▸ Work request
Retype each line below precisely.

=== Section Start ===

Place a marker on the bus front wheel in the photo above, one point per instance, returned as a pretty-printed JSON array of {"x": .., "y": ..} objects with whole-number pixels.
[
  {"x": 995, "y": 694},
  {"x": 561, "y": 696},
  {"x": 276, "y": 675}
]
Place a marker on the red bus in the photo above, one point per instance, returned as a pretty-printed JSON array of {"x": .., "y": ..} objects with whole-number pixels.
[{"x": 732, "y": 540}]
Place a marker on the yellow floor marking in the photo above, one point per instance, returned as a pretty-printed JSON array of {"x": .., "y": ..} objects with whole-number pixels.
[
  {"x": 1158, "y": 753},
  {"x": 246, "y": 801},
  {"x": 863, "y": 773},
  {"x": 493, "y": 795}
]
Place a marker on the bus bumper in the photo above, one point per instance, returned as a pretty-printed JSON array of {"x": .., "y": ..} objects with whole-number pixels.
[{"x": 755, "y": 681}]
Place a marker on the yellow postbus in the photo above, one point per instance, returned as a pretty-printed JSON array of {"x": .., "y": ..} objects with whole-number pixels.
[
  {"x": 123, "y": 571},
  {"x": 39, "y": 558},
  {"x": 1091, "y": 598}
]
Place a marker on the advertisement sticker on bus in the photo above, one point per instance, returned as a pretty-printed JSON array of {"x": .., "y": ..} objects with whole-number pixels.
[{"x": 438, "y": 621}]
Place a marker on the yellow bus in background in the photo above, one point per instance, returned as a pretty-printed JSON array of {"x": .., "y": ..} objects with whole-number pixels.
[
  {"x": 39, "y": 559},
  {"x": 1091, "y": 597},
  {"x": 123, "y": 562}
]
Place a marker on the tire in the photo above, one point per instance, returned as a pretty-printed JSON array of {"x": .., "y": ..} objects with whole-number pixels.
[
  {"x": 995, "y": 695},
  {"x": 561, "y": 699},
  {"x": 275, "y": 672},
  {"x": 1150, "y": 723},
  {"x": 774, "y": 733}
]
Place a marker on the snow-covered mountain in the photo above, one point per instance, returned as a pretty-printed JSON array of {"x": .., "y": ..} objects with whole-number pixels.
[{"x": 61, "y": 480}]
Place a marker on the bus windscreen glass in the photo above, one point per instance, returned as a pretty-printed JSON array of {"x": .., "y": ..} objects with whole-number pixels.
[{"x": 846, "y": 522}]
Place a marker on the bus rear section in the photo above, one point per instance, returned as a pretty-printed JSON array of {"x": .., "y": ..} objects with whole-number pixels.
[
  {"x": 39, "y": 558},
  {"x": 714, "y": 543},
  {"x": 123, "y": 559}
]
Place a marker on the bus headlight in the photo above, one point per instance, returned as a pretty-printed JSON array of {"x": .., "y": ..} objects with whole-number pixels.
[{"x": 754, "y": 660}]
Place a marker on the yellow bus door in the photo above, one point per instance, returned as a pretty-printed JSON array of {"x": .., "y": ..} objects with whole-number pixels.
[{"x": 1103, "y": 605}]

=== Section End ===

▸ Result for this task
Place a marker on the bus front wheel in the photo above, one point per instance, returned as a pretty-printed JSON array of {"x": .., "y": ..} objects with whole-number pixels.
[
  {"x": 995, "y": 694},
  {"x": 561, "y": 696},
  {"x": 276, "y": 675}
]
Place a marker on the red bus in the photo above, one point per instance, returned as a pretty-printed JSON array of {"x": .., "y": ..} objects with whole-number pixels.
[{"x": 732, "y": 540}]
Place a marker on the yellow floor marking in the photo above, one point per instance, returned as a pretty-printed JSON array of {"x": .., "y": ..} objects with whole-number pixels.
[
  {"x": 1158, "y": 753},
  {"x": 246, "y": 801},
  {"x": 863, "y": 773},
  {"x": 493, "y": 795}
]
Place a marker on the bus bumper in the photo above, one point per instance, returned as a pretty-printed JSON array of {"x": .., "y": ..} objects with whole-number pixels.
[{"x": 755, "y": 681}]
Place a marker on the yellow postbus in the photo above, one point per instance, returned as a pretty-printed JSON array of {"x": .., "y": ..} objects with whole-number pixels.
[
  {"x": 123, "y": 571},
  {"x": 39, "y": 558},
  {"x": 1091, "y": 598}
]
Place a marker on the advertisement sticker on bus in the photo above, one point per instance, returned as a pretty-printed JSON array of {"x": .., "y": ..} objects with whole-number pixels.
[{"x": 438, "y": 621}]
Place a marker on the yellow bus in background in the photo above, one point per instance, returned as a pretty-printed JSON array of {"x": .., "y": ..} objects with whole-number pixels.
[
  {"x": 39, "y": 559},
  {"x": 1091, "y": 597},
  {"x": 123, "y": 562}
]
Place a marker on the tire in the photo above, one point per instance, returned as a pretty-printed JSON array of {"x": .., "y": ..} objects with whole-number pixels.
[
  {"x": 995, "y": 695},
  {"x": 561, "y": 699},
  {"x": 275, "y": 672},
  {"x": 1150, "y": 723},
  {"x": 774, "y": 733}
]
Place a marker on the snow-covered mountain in the photo above, one point per instance, returned as a pretty-printed JSON array of {"x": .., "y": ..} objects with whole-number pixels.
[{"x": 61, "y": 480}]
Place a marker on the bus windscreen glass in the photo above, one point per instance, returned as a pretty-printed JSON array of {"x": .., "y": ..} objects with whole-number pixels.
[{"x": 846, "y": 522}]
Place a marker on the bus rear section in the photo above, one point per instance, returned as a pretty-printed JSON array of {"x": .., "y": ..} objects with whole-number pixels.
[
  {"x": 39, "y": 558},
  {"x": 714, "y": 543},
  {"x": 123, "y": 559}
]
Place a marker on the bus headlight in the photo above, one point per instance, returned as a pretty-printed JSON array of {"x": .., "y": ..} objects with whole-number pixels.
[{"x": 754, "y": 660}]
Place a marker on the yellow bus door in the photo above, one point per instance, returned as a pretty-printed JSON array of {"x": .., "y": ..} objects with whole-number pixels.
[{"x": 1103, "y": 605}]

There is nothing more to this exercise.